EXERCISE BRIEF: Set every line of the listing down again, keeping it identical.

======== DATA TO USE ========

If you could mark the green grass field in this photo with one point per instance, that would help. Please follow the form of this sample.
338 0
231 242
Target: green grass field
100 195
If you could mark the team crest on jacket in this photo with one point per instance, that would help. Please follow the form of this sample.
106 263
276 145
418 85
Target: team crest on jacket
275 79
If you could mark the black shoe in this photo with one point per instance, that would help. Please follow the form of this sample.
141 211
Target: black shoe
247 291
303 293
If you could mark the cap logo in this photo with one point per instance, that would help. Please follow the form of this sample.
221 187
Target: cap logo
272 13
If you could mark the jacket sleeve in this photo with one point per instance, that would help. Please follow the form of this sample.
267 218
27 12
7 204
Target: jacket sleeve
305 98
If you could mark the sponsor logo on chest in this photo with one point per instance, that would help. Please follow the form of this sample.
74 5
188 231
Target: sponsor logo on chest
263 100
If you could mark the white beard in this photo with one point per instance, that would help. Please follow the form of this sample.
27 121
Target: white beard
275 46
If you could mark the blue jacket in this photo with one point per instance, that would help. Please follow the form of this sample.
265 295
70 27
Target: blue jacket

========

WRITTEN ANSWER:
If you could mark the green grass field in this photo with one point per instance, that would help. Please follow the form of this sample.
338 0
231 242
Target: green grass field
100 195
If you could mark the team crest on jacket in this photo with one point per instance, that would help. Please follow the form of this sample.
106 263
276 145
418 85
Target: team crest on jacket
275 79
If you could mark the black shoe in this photo with one point per instance, that would help. Please follow the form of this sample.
141 211
Target: black shoe
247 291
303 293
If you could mark the cap logo in this photo with one point per instance, that would help. Please follow the form of this sample.
221 187
Target: cap logo
272 13
If you could mark the jacket sleeve in this photo with one point per instance, that would help. Please follow the form of this sample.
267 218
27 12
7 204
Target: jacket sleeve
305 98
If you could mark the sponsor logo on chest in this photo with one point per instance, that would help. Please follow the form of this sample.
74 5
188 231
Target: sponsor logo on chest
263 100
If you could mark the white beard in this photo with one point per instance, that would help. Please follow the form of this sample.
27 121
Target: white beard
275 46
If you could mark the blue jacket in this photo with one point per instance, that would help. Please follow the form of this sample.
265 295
70 27
Target: blue jacket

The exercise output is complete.